What you are asked to do | Copy the entries below, substituting "template" for "sample" and leaving everything else unchanged.
-*-
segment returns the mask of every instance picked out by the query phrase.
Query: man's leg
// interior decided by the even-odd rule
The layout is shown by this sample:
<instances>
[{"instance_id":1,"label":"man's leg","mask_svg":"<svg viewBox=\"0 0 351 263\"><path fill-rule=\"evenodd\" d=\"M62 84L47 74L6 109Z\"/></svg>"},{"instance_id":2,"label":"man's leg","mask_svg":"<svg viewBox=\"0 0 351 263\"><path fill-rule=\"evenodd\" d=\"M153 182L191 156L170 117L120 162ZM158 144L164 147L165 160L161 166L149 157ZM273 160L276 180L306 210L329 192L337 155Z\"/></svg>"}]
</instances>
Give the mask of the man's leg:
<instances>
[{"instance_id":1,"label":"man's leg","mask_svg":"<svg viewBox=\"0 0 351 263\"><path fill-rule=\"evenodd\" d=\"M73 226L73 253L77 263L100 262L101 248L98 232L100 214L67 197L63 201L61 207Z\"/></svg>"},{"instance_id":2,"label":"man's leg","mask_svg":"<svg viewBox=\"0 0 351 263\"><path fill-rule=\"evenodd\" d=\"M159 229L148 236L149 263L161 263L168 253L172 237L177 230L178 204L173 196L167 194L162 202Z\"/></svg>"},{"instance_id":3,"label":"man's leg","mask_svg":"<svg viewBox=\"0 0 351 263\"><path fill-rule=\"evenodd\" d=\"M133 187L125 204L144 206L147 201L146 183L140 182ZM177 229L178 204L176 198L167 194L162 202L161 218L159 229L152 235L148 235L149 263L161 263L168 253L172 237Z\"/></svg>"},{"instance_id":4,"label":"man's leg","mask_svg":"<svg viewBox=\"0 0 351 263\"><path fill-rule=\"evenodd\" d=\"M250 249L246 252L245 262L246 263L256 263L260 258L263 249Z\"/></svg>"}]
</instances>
-*-
Solution to this problem |
segment returns the mask of every instance picked out by the query phrase.
Query: man's leg
// interior decided by the even-odd rule
The layout is shown by this template:
<instances>
[{"instance_id":1,"label":"man's leg","mask_svg":"<svg viewBox=\"0 0 351 263\"><path fill-rule=\"evenodd\" d=\"M62 84L47 74L6 109Z\"/></svg>"},{"instance_id":2,"label":"man's leg","mask_svg":"<svg viewBox=\"0 0 351 263\"><path fill-rule=\"evenodd\" d=\"M153 182L191 156L170 117L120 162ZM158 144L164 147L165 160L161 166L149 157ZM273 160L276 180L306 210L329 192L337 155Z\"/></svg>"}]
</instances>
Give the mask of the man's leg:
<instances>
[{"instance_id":1,"label":"man's leg","mask_svg":"<svg viewBox=\"0 0 351 263\"><path fill-rule=\"evenodd\" d=\"M73 226L73 253L77 263L100 262L101 248L98 232L100 214L67 197L63 201L61 207Z\"/></svg>"},{"instance_id":2,"label":"man's leg","mask_svg":"<svg viewBox=\"0 0 351 263\"><path fill-rule=\"evenodd\" d=\"M159 229L148 236L149 263L161 263L168 253L172 237L177 230L178 204L173 196L167 194L162 202Z\"/></svg>"},{"instance_id":3,"label":"man's leg","mask_svg":"<svg viewBox=\"0 0 351 263\"><path fill-rule=\"evenodd\" d=\"M133 187L125 204L144 206L147 201L146 183L140 182ZM177 229L178 204L176 198L167 194L162 202L161 218L159 229L152 235L148 235L149 263L161 263L168 253L172 237Z\"/></svg>"},{"instance_id":4,"label":"man's leg","mask_svg":"<svg viewBox=\"0 0 351 263\"><path fill-rule=\"evenodd\" d=\"M250 249L246 252L245 262L246 263L256 263L260 258L263 249Z\"/></svg>"}]
</instances>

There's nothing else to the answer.